Request -
Could you repeat the records below exactly, leaving out any pictures?

[Data entries]
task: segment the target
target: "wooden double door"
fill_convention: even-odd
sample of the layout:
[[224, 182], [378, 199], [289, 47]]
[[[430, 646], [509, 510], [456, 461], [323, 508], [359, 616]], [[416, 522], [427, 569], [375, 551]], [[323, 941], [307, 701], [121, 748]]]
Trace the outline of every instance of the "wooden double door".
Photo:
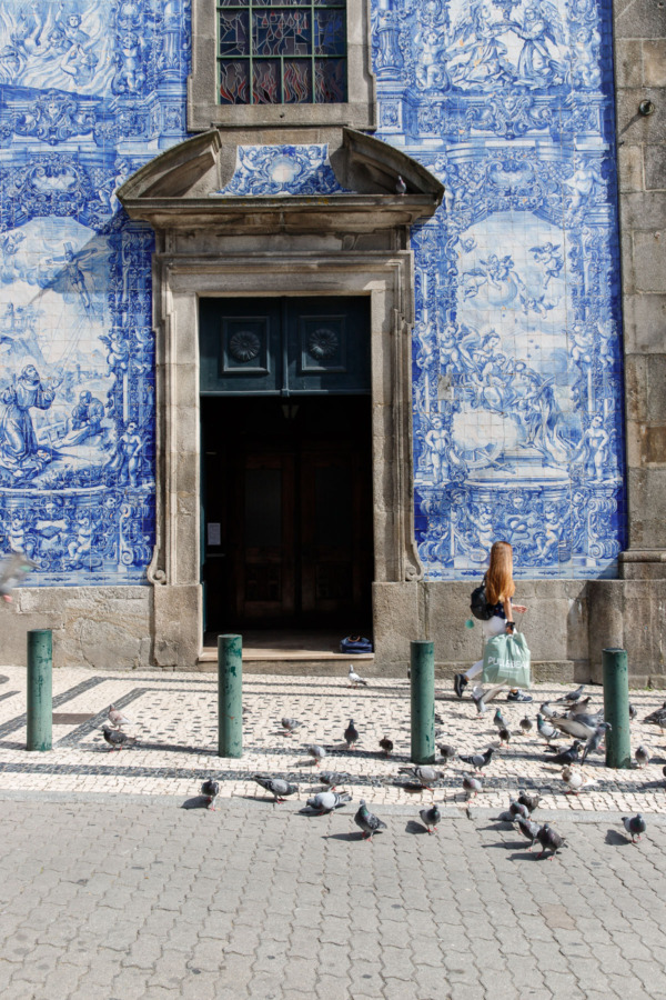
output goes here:
[[372, 619], [366, 396], [203, 398], [206, 628]]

Written solution -
task: segment the target
target: "wooden double door"
fill_convention: even-odd
sample of the layout:
[[224, 182], [378, 199], [289, 47]]
[[[430, 646], [509, 510], [456, 461], [323, 508], [359, 616]], [[416, 522], [427, 569], [375, 551]], [[323, 941], [307, 701], [121, 748]]]
Trace the outline of every instance of the "wooden double door".
Photo:
output goes here:
[[372, 619], [366, 396], [203, 398], [206, 628]]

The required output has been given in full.